[Records drawn from a dataset]
((

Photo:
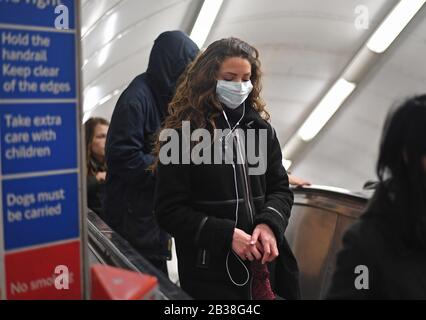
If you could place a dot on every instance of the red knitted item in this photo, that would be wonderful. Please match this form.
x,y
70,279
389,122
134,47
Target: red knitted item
x,y
261,289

))

Activity. For the entries above, return an exact copy that omits the images.

Output.
Photo:
If you could place a dot on every instance of the red knitted item in this photo, that would be wonderful. Please match this form.
x,y
70,279
389,122
134,47
Target: red knitted item
x,y
261,289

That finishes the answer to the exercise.